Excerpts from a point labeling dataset
====================

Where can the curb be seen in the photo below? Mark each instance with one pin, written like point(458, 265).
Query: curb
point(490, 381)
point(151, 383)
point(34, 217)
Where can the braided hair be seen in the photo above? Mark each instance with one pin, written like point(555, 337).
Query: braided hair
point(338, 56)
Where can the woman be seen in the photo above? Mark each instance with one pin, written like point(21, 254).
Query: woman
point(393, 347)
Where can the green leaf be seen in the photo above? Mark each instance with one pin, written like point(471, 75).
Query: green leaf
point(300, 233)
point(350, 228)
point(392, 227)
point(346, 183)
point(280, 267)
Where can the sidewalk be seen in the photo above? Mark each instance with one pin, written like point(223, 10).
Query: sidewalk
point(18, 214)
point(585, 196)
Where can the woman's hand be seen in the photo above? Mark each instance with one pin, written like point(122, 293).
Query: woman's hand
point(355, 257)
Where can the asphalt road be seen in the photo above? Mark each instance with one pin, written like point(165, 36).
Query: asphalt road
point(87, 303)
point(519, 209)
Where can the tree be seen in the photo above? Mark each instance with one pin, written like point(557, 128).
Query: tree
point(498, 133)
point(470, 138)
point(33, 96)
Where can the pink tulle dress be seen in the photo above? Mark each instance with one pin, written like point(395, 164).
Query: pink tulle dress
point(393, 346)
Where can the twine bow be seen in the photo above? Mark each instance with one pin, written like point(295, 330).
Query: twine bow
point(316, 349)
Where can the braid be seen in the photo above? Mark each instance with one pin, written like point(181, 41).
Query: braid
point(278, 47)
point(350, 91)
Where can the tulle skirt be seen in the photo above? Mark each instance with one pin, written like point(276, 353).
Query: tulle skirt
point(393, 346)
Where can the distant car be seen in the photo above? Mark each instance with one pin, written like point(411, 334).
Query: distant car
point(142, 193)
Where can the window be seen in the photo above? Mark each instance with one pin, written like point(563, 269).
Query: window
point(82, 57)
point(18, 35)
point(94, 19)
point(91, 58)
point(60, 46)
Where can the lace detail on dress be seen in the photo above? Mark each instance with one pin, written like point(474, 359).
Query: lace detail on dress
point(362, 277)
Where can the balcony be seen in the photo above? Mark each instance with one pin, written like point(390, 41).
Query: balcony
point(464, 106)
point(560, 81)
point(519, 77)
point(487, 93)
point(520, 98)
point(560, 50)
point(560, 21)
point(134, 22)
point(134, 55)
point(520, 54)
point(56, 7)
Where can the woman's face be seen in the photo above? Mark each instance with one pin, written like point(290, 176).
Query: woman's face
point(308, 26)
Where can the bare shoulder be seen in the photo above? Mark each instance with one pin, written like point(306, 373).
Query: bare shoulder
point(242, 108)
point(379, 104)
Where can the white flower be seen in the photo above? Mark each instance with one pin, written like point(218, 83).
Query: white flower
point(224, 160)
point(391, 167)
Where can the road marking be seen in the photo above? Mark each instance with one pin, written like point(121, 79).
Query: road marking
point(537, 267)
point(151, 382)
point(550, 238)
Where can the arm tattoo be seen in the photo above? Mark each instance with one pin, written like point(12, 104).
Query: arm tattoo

====================

● WRITTEN TASK
Reproduce the material above word for word, from the first line through the last.

● EXERCISE RESULT
Where can the curb be seen in the photo below? Mark each instance with one pin, written like point(458, 265).
Query: curb
point(490, 381)
point(151, 383)
point(34, 217)
Where can the braided hair be seen in the photo above? Mark each instance with one pin, written like point(555, 337).
Query: braided hair
point(338, 56)
Where can the woman be seen in the photo above? Mark each instance with one pin, written like point(21, 254).
Query: woman
point(393, 347)
Where can the green leaf be seen in the photo above? Mark each instance with one pin, written like point(471, 75).
Query: green leaf
point(300, 233)
point(350, 228)
point(392, 227)
point(346, 183)
point(280, 267)
Where can the sidewalk be seen in the photo above? Mark each instance with one pin, written like point(223, 10).
Query: sidewalk
point(18, 214)
point(585, 196)
Where can the woman's hand be seen in the photo above? Mark each instance with one pin, written like point(122, 293).
Query: woman's hand
point(355, 257)
Where can the asphalt road be seen in the photo above? Mark each instance with one pin, written like point(165, 36).
Query: asphalt road
point(87, 303)
point(519, 209)
Where can the tree be seen in the photo above? Mark each instance with one pin, written like point(557, 128).
Query: tree
point(498, 133)
point(470, 138)
point(33, 96)
Where can the pink tulle dress be seen in the photo above? Mark each instance with one pin, written like point(395, 164).
Query: pink tulle dress
point(393, 346)
Where can the twine bow be seen in the photo above? Mark each instance with one pin, written like point(295, 330).
Query: twine bow
point(316, 349)
Where can the braid be seen in the photo above? Mark each instance with one pin, written like point(181, 41).
Query: braid
point(278, 47)
point(350, 91)
Where can the tulle skirt be seen in the photo above? Mark each instance with one pin, written like point(276, 353).
Query: tulle skirt
point(393, 346)
Where can the distant car be seen in the photo above? Mark each instance with one pin, written like point(411, 334).
Query: distant car
point(142, 193)
Where can the window be seen in the photo above? Mark each instance with one pin, written like point(563, 269).
Query: window
point(82, 57)
point(18, 35)
point(94, 19)
point(91, 58)
point(60, 46)
Where can the lace detail on dress be seen in the photo above? Mark each instance with one pin, written like point(474, 359).
Query: lace detail on dress
point(362, 277)
Where can the balcony be seen in the photo above? Mark each instance with one pin, written like point(390, 41).
Query: balcony
point(464, 106)
point(560, 81)
point(519, 77)
point(487, 93)
point(520, 98)
point(560, 50)
point(560, 21)
point(134, 22)
point(134, 55)
point(520, 54)
point(56, 7)
Where can the woman's face be seen in the photo above? Mark each instance with one pin, written like point(290, 176).
Query: woman's face
point(308, 26)
Where can the bare shoulder be seen in the photo above? Mark each instance with one pin, written like point(306, 373).
Query: bare shoulder
point(242, 108)
point(379, 104)
Where can the white flower be seen in the photo above? Mark each instance with one pin, written like point(218, 83).
Query: white flower
point(224, 160)
point(391, 167)
Where can the road marking be seen in the photo above? Mark each instance with one pin, written like point(121, 79).
Query: road marking
point(537, 267)
point(151, 382)
point(550, 238)
Where can the arm tattoo be seen in the photo above? Mark each instance with one pin, written like point(12, 104).
Query: arm tattoo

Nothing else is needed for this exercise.